[Input records]
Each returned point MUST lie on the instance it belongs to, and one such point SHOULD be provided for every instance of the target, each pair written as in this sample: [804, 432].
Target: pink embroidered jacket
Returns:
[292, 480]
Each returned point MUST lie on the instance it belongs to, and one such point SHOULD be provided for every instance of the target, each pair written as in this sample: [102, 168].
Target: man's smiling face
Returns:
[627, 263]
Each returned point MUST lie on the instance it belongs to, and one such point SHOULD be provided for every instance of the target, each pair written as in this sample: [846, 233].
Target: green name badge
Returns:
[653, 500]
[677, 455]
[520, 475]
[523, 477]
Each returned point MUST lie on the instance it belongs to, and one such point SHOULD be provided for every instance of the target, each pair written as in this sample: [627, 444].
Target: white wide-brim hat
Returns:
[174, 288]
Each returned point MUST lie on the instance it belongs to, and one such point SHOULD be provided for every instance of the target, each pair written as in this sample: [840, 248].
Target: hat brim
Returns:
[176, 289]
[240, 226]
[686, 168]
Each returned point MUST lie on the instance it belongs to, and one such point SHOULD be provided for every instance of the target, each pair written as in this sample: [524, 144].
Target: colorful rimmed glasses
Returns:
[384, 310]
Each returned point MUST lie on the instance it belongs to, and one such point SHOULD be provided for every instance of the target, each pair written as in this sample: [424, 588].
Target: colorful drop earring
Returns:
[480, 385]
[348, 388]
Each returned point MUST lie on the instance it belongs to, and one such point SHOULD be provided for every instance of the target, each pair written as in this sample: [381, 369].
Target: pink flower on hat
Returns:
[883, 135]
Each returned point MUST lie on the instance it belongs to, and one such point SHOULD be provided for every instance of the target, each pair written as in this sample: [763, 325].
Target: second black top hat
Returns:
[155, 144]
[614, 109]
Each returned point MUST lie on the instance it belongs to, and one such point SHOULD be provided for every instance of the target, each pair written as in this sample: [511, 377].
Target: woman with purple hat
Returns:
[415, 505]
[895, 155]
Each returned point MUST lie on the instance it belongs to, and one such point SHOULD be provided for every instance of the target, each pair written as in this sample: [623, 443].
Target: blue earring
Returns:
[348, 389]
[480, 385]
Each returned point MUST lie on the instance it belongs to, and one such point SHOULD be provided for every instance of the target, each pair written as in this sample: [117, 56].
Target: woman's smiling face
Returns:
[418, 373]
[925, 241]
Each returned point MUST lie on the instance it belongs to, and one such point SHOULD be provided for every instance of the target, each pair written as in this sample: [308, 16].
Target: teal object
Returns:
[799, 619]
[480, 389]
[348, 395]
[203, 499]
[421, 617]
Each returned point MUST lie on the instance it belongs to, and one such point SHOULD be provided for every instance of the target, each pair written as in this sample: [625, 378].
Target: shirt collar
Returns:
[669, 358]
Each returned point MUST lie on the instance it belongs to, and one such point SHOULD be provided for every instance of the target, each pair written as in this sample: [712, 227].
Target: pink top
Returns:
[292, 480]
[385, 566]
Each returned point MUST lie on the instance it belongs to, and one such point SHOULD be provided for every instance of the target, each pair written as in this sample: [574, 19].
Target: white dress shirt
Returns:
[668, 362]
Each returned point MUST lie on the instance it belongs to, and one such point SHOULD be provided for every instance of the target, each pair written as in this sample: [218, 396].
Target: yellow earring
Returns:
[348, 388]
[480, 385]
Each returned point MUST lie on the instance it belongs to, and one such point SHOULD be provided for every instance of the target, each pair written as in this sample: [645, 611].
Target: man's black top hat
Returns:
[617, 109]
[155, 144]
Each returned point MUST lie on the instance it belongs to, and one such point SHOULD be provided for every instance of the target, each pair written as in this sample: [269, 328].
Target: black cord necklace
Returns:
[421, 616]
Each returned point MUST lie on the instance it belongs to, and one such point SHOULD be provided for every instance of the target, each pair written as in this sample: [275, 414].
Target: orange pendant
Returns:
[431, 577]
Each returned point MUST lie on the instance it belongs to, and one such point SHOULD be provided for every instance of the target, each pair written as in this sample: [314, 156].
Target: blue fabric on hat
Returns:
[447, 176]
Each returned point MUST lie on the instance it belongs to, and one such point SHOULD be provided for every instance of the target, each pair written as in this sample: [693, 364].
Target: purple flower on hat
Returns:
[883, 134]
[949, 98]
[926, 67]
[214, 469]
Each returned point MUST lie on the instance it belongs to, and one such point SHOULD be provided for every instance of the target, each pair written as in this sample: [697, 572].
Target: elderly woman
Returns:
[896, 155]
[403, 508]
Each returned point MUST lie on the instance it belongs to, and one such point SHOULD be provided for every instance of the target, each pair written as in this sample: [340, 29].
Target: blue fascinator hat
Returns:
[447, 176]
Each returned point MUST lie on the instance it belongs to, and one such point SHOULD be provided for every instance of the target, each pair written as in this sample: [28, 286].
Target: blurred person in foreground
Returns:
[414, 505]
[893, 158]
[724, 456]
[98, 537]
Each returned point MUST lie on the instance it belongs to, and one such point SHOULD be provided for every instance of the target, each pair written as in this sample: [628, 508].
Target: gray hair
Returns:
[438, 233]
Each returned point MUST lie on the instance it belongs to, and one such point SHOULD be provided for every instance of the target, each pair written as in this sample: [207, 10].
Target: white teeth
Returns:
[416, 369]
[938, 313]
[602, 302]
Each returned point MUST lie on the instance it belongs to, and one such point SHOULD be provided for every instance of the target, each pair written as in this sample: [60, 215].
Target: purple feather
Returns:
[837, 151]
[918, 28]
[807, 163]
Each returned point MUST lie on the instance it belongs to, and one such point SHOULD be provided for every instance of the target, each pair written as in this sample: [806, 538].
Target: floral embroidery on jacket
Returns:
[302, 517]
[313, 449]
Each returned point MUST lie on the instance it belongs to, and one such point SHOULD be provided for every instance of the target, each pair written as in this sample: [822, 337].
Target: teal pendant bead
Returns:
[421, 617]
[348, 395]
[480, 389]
...
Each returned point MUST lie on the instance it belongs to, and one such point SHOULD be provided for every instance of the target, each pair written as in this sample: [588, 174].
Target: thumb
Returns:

[Exercise goal]
Show every line above that contains the word "face".

[The reply]
Target: man's smiling face
Target: woman's smiling face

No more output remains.